_Brano:_
Privacy, check list dei commercialisti per gli studi

Il conto alla rovescia è iniziato: il 25 maggio sarà operativo il regolamento europeo sulla privacy e il Consiglio nazionale dei dottori commercialisti ha messo a punto, insieme alla Fondazione della categoria, un vademecum completo di check list per farsi trovare preparati all’appuntamento.

Non si tratta, però, solo di adempimenti. Il documento “Il regolamento Ue/2016/679 General Data Protection Regulation (GDPR): nuove regole comunitarie e precisazioni in materia di protezione dei dati personali”, infatti, prospetta al professionista anche la possibilità di lavorare nel settore della privacy. Lo fa nella parte relativa alla nuova figura del Dpo (data protection officer o responsabile della protezione dei dati), ricordando che la tutela della riservatezza rientra tra le materie della formazione professionale e che già da anni «una moltitudine di iscritti all’Albo» svolge attività di consulenza nel campo della privacy. Tanto basta per consentire a quei professionisti di cimentarsi anche nel ruolo di Dpo, perché al momento non sono previste particolari certificazioni. Fondamentale è, invece, che gli aspiranti Dpo tengano «in apposita considerazione i requisiti di indipendenza» prescritti dal regolamento per tale profilo. Per questo «dovranno essere valutate attentamente eventuali situazioni potenzialmente idonee a generare un conflitto di interesse».

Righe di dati
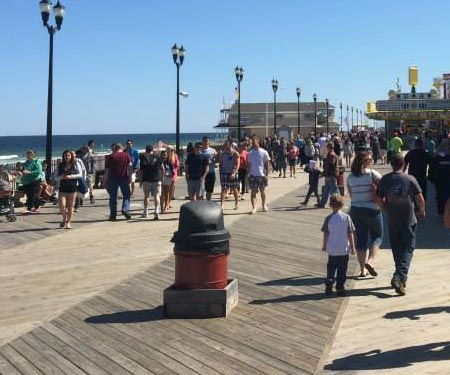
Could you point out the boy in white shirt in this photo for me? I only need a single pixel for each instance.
(338, 241)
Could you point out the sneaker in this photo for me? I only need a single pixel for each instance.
(399, 286)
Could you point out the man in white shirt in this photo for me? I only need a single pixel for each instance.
(258, 168)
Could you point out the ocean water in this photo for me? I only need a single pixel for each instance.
(12, 148)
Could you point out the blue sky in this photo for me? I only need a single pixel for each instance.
(114, 73)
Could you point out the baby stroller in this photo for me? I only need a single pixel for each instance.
(7, 197)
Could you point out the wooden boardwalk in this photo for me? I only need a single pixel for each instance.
(282, 325)
(102, 312)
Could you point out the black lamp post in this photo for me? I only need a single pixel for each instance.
(299, 91)
(357, 121)
(348, 122)
(352, 118)
(315, 115)
(59, 10)
(178, 58)
(275, 88)
(239, 76)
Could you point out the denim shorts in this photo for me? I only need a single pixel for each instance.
(369, 227)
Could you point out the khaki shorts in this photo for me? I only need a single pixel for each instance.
(153, 188)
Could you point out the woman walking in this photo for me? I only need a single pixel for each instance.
(67, 175)
(172, 157)
(166, 181)
(365, 211)
(31, 181)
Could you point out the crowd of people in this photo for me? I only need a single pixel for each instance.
(246, 167)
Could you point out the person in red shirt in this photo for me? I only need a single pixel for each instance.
(242, 171)
(118, 169)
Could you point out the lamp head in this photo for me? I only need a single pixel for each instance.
(45, 6)
(274, 85)
(181, 53)
(59, 11)
(175, 53)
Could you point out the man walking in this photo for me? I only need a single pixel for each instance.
(331, 172)
(134, 155)
(210, 154)
(150, 176)
(417, 162)
(258, 167)
(117, 175)
(397, 191)
(196, 168)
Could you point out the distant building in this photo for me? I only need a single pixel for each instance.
(414, 112)
(257, 118)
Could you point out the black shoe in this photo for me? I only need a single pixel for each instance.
(328, 287)
(399, 286)
(371, 270)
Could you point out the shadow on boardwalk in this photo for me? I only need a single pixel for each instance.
(399, 358)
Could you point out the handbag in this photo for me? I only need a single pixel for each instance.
(373, 193)
(82, 186)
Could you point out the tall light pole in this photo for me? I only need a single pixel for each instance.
(357, 121)
(299, 91)
(348, 122)
(352, 118)
(274, 88)
(59, 10)
(239, 76)
(315, 115)
(178, 58)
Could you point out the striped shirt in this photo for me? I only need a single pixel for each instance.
(361, 188)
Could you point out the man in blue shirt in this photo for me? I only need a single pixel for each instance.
(134, 155)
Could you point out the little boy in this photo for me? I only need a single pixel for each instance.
(338, 239)
(314, 175)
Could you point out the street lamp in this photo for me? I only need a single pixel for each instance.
(239, 76)
(299, 91)
(275, 88)
(178, 58)
(315, 114)
(352, 118)
(357, 121)
(58, 10)
(348, 122)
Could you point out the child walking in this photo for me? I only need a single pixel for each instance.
(338, 240)
(313, 179)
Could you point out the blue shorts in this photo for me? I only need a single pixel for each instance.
(369, 227)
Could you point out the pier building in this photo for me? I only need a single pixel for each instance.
(414, 112)
(258, 118)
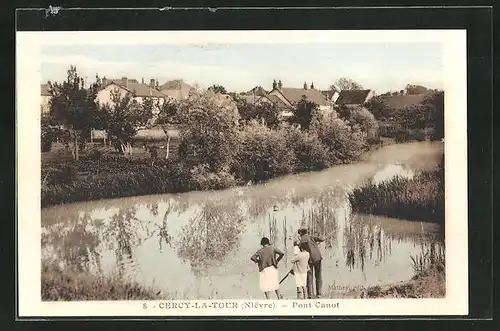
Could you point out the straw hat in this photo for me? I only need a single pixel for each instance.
(303, 228)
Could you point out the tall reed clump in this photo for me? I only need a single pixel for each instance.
(80, 286)
(419, 198)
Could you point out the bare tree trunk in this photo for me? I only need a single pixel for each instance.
(75, 146)
(168, 147)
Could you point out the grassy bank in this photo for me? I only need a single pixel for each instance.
(429, 281)
(419, 198)
(80, 286)
(261, 154)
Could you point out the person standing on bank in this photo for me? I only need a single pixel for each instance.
(314, 261)
(300, 262)
(267, 258)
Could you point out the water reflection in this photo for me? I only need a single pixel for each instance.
(211, 233)
(198, 244)
(74, 247)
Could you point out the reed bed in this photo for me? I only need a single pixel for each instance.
(420, 198)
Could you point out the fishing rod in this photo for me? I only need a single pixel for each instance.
(322, 240)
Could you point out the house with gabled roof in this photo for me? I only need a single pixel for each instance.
(354, 97)
(45, 98)
(139, 91)
(286, 97)
(401, 101)
(176, 89)
(331, 95)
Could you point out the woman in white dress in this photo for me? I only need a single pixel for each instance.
(267, 259)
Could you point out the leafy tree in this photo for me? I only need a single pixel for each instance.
(264, 153)
(416, 89)
(218, 89)
(344, 83)
(74, 106)
(380, 109)
(168, 112)
(49, 132)
(122, 117)
(345, 143)
(269, 113)
(208, 131)
(303, 113)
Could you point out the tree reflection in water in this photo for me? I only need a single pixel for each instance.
(123, 233)
(163, 234)
(211, 234)
(74, 247)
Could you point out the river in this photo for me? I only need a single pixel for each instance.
(197, 245)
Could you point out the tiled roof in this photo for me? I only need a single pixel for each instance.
(402, 101)
(277, 101)
(352, 97)
(141, 90)
(295, 95)
(328, 93)
(176, 88)
(249, 98)
(119, 81)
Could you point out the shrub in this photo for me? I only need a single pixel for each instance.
(63, 174)
(208, 131)
(204, 179)
(344, 142)
(309, 151)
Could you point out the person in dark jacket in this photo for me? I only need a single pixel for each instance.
(314, 261)
(267, 258)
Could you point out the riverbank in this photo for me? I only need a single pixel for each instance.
(430, 283)
(82, 286)
(115, 176)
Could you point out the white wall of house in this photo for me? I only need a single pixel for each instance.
(370, 95)
(104, 96)
(335, 96)
(279, 95)
(45, 103)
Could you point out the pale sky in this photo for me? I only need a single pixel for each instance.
(240, 67)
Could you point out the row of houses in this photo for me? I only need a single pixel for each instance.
(285, 97)
(280, 96)
(175, 89)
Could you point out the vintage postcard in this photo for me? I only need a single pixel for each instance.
(242, 173)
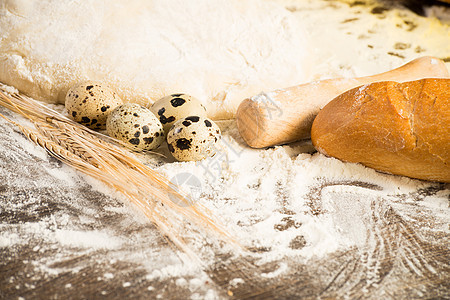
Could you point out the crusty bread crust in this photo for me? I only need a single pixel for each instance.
(399, 128)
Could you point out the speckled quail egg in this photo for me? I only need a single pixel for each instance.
(193, 138)
(175, 107)
(89, 103)
(136, 126)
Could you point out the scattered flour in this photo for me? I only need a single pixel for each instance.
(267, 199)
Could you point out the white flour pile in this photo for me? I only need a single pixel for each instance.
(278, 202)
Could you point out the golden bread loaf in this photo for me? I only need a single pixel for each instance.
(398, 128)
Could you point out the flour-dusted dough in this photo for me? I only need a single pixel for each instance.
(219, 51)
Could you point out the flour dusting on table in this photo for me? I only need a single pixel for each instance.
(289, 206)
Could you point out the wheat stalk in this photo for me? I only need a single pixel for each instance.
(104, 159)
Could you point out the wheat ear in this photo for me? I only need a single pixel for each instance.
(104, 159)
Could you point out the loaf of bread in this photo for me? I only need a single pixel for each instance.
(398, 128)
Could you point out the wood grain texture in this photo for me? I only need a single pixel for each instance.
(286, 115)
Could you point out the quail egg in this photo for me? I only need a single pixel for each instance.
(193, 138)
(90, 103)
(136, 126)
(172, 108)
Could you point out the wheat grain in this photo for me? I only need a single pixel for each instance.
(104, 159)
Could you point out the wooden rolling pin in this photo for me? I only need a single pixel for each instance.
(286, 115)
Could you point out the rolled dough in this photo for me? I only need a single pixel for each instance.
(220, 51)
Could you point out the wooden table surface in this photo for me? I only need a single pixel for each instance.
(63, 237)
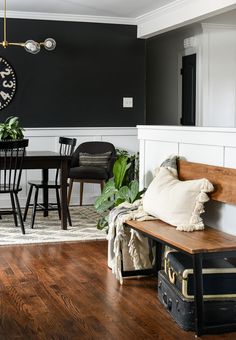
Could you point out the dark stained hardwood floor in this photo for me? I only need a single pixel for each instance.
(65, 291)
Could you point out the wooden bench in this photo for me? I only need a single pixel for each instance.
(199, 244)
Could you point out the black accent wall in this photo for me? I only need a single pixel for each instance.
(83, 81)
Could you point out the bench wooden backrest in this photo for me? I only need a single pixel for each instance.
(223, 179)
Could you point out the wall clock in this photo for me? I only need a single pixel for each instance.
(7, 83)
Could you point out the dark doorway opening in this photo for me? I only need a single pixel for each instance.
(188, 73)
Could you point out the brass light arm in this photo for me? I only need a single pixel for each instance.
(5, 25)
(30, 46)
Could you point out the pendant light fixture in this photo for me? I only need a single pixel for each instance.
(30, 46)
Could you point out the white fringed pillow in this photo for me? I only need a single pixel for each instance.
(176, 202)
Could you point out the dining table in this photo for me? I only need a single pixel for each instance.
(46, 160)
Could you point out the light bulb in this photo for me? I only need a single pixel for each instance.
(32, 46)
(49, 44)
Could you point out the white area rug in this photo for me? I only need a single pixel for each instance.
(48, 229)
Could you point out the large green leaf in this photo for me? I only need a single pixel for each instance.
(106, 199)
(134, 190)
(119, 170)
(124, 194)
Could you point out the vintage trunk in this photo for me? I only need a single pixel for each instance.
(219, 276)
(182, 309)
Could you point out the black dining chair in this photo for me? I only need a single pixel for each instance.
(67, 146)
(92, 162)
(11, 161)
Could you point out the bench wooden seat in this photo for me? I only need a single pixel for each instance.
(203, 241)
(198, 244)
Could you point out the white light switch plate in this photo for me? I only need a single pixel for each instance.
(128, 102)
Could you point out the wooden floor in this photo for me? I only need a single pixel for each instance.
(65, 291)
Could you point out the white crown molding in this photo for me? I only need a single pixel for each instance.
(69, 17)
(159, 11)
(212, 26)
(179, 13)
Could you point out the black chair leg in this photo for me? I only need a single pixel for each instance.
(19, 214)
(34, 207)
(69, 217)
(28, 202)
(14, 209)
(58, 203)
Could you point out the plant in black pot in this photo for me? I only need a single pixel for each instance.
(11, 129)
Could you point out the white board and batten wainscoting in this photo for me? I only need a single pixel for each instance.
(214, 146)
(47, 139)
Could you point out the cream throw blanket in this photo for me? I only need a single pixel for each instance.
(128, 245)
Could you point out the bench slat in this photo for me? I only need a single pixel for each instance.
(223, 179)
(205, 241)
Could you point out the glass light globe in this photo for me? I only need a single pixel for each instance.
(50, 44)
(32, 46)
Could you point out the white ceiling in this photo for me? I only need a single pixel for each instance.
(111, 8)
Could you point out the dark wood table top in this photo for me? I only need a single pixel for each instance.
(44, 154)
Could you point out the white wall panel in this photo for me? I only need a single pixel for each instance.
(215, 146)
(207, 154)
(155, 154)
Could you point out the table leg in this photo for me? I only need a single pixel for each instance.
(45, 191)
(198, 294)
(64, 176)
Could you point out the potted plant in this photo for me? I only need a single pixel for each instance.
(10, 129)
(122, 187)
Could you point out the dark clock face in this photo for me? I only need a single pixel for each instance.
(7, 83)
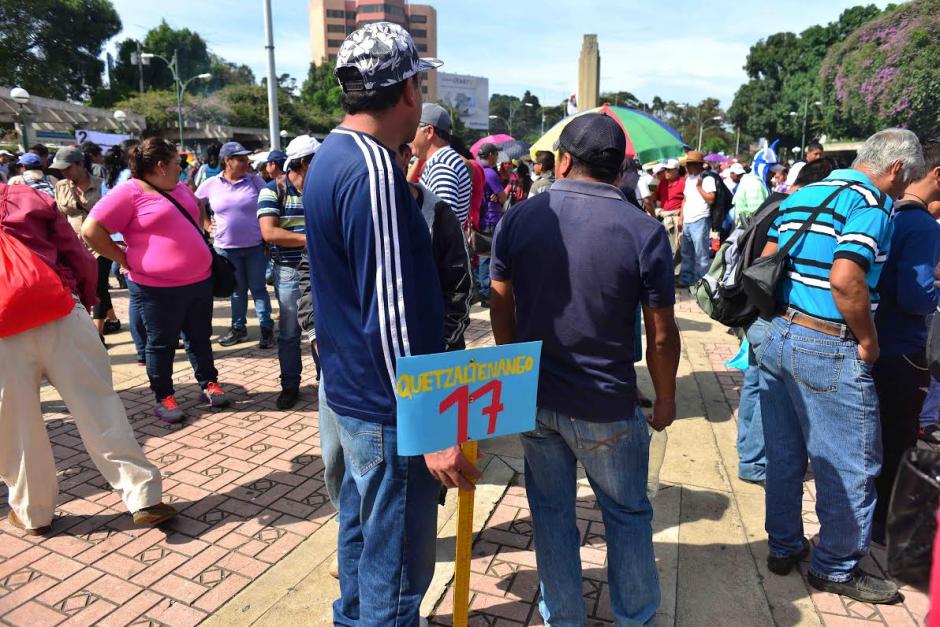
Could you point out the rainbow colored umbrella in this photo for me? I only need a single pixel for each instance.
(648, 139)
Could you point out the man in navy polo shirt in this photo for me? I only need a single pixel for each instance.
(376, 297)
(570, 268)
(817, 394)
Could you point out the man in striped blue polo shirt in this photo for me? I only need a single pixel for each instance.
(281, 215)
(817, 394)
(445, 173)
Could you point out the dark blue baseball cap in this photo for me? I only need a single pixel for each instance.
(276, 156)
(594, 138)
(233, 149)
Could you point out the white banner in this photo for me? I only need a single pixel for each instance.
(469, 95)
(105, 140)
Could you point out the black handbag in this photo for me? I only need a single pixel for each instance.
(223, 271)
(759, 280)
(481, 243)
(912, 518)
(933, 346)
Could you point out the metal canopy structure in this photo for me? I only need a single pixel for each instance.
(45, 114)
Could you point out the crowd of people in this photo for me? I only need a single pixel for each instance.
(378, 241)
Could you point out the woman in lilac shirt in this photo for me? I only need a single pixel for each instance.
(168, 265)
(232, 197)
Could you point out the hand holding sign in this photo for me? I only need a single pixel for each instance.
(452, 468)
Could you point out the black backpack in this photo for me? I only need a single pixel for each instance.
(719, 293)
(719, 209)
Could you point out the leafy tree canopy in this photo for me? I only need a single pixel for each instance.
(886, 74)
(51, 47)
(783, 71)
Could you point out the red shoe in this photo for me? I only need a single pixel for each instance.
(215, 396)
(168, 410)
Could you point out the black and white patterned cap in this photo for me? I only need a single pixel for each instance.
(379, 55)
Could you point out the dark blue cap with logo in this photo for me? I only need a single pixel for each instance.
(232, 149)
(277, 156)
(594, 138)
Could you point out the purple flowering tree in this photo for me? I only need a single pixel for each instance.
(886, 73)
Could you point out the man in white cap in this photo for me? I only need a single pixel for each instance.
(281, 216)
(445, 173)
(377, 297)
(735, 172)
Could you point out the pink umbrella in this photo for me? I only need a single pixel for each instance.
(490, 139)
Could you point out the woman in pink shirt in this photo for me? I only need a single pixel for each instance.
(168, 267)
(68, 354)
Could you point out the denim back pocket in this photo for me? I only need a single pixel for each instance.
(362, 444)
(600, 437)
(817, 370)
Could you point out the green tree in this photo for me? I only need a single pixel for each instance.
(885, 73)
(321, 91)
(51, 47)
(783, 73)
(159, 108)
(190, 47)
(225, 73)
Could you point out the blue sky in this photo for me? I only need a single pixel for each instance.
(682, 50)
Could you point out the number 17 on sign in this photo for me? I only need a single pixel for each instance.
(462, 398)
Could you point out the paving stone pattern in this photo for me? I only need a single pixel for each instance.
(248, 483)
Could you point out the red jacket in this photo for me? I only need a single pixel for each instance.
(33, 218)
(671, 193)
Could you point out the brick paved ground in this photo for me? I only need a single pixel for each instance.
(504, 586)
(248, 483)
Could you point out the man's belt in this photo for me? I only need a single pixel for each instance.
(835, 329)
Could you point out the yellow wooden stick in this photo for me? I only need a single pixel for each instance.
(464, 544)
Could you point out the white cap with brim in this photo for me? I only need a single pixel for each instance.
(300, 147)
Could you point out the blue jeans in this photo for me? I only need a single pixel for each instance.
(135, 321)
(250, 265)
(930, 414)
(167, 311)
(287, 289)
(615, 456)
(752, 461)
(818, 400)
(695, 250)
(387, 528)
(483, 276)
(331, 451)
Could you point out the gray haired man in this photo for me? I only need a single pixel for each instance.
(818, 398)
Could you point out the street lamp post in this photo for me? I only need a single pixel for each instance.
(21, 97)
(179, 85)
(119, 117)
(805, 115)
(701, 128)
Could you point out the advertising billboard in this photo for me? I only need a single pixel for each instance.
(469, 95)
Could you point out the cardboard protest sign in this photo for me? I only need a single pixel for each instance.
(449, 398)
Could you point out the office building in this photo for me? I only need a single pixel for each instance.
(332, 20)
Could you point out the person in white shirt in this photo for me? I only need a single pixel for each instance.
(700, 192)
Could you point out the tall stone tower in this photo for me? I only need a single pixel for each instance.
(589, 73)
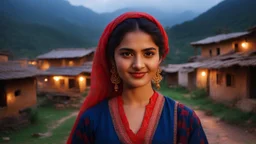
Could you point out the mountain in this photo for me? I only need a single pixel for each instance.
(30, 27)
(229, 15)
(30, 40)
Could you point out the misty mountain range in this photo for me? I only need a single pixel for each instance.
(31, 27)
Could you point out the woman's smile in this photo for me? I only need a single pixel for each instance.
(138, 75)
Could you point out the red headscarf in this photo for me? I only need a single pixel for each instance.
(101, 86)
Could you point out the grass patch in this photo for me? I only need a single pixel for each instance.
(46, 117)
(198, 99)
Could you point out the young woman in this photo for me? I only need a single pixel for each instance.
(122, 105)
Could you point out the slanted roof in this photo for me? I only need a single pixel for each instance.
(67, 71)
(229, 60)
(219, 38)
(66, 53)
(186, 67)
(14, 70)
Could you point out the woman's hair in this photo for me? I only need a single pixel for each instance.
(130, 25)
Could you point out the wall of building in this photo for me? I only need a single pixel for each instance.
(3, 58)
(201, 78)
(47, 63)
(221, 92)
(61, 83)
(172, 78)
(183, 79)
(227, 46)
(27, 97)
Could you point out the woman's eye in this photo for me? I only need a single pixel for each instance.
(126, 54)
(149, 54)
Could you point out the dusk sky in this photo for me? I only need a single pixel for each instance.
(166, 5)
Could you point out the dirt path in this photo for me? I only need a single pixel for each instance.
(221, 133)
(58, 123)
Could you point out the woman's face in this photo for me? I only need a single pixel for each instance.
(137, 59)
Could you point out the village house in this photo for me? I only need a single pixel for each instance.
(17, 88)
(225, 68)
(65, 57)
(66, 72)
(181, 75)
(4, 56)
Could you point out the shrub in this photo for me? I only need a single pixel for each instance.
(198, 93)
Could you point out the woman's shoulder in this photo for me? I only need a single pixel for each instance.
(182, 110)
(95, 110)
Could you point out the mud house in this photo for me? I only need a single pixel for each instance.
(4, 56)
(229, 66)
(17, 88)
(184, 75)
(66, 72)
(65, 57)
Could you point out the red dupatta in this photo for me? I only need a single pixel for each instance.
(101, 86)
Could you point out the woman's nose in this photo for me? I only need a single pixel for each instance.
(138, 63)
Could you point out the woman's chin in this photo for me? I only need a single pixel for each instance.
(137, 84)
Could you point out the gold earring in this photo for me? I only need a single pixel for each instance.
(157, 78)
(115, 79)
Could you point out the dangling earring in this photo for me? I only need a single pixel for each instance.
(115, 79)
(157, 78)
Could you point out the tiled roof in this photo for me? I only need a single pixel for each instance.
(66, 53)
(68, 71)
(14, 70)
(219, 38)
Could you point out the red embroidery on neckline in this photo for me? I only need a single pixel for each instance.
(139, 136)
(150, 122)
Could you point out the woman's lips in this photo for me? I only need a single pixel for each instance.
(138, 75)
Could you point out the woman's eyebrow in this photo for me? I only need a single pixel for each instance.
(126, 49)
(150, 48)
(130, 49)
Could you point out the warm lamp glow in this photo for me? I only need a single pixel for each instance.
(71, 63)
(56, 78)
(81, 78)
(33, 63)
(9, 98)
(245, 44)
(203, 73)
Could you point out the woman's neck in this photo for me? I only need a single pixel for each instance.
(137, 96)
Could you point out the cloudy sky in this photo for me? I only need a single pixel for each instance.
(167, 5)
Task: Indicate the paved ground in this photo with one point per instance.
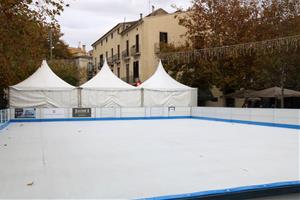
(143, 158)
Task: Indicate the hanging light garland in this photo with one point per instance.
(278, 45)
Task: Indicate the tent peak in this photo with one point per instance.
(163, 81)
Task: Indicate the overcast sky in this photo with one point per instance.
(86, 20)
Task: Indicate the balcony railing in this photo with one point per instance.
(125, 55)
(116, 58)
(134, 51)
(110, 61)
(162, 47)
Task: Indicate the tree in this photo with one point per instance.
(24, 29)
(213, 23)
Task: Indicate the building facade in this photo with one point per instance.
(131, 48)
(83, 61)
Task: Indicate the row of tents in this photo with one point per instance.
(45, 89)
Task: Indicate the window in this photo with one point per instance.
(127, 47)
(118, 72)
(137, 43)
(163, 37)
(127, 73)
(118, 51)
(101, 61)
(136, 69)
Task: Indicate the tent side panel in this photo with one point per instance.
(194, 97)
(105, 98)
(155, 98)
(44, 99)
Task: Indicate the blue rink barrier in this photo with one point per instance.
(268, 124)
(244, 192)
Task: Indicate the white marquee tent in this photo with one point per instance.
(43, 89)
(107, 90)
(162, 90)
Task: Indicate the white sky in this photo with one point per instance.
(86, 20)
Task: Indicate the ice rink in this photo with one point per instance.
(141, 158)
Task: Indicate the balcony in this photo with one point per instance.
(110, 61)
(125, 55)
(134, 52)
(163, 47)
(116, 59)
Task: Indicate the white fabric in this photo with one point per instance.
(43, 79)
(162, 90)
(43, 89)
(107, 90)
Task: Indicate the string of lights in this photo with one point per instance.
(278, 45)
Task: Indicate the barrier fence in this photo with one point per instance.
(239, 115)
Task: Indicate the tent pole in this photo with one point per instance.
(142, 97)
(79, 97)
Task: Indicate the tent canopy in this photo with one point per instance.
(43, 79)
(240, 94)
(161, 80)
(274, 92)
(107, 80)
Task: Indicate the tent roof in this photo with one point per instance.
(43, 79)
(240, 94)
(274, 92)
(161, 80)
(106, 79)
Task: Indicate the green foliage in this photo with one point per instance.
(24, 37)
(214, 23)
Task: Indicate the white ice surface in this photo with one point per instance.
(133, 159)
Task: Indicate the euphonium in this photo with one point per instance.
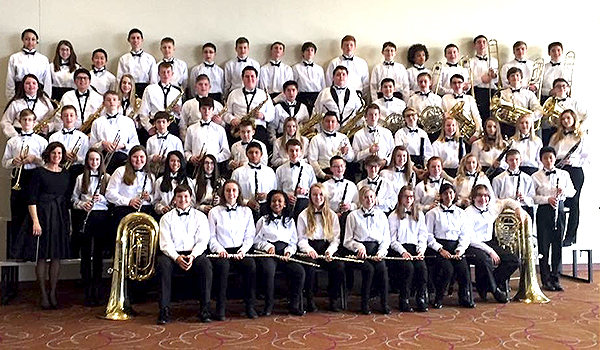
(515, 236)
(135, 250)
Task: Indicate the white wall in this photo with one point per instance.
(432, 22)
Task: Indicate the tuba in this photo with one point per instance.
(135, 253)
(515, 236)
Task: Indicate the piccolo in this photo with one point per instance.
(324, 257)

_Consegne:_
a: Rispondi in base al brano sulla privacy:
(i) Da quale giorno sarà operativo il regolamento europeo sulla privacy?
(ii) Con quale ente il Consiglio nazionale dei dottori commercialisti ha messo a punto il vademecum?
(iii) Quali requisiti devono tenere in apposita considerazione gli aspiranti Dpo?
b: Riscrivi il tratto del brano sulla privacy compreso tra "Il conto alla" e "trovare preparati all’appuntamento.", estremi inclusi, sostituendo "vademecum" con "manuale".
L'elenco non ha alcun legame con il brano.

_Risposte:_
a:
(i) Dal 25 maggio.
(ii) Con la Fondazione della categoria.
(iii) I requisiti di indipendenza prescritti dal regolamento.

b:
Il conto alla rovescia è iniziato: il 25 maggio sarà operativo il regolamento europeo sulla privacy e il Consiglio nazionale dei dottori commercialisti ha messo a punto, insieme alla Fondazione della categoria, un manuale completo di check list per farsi trovare preparati all’appuntamento.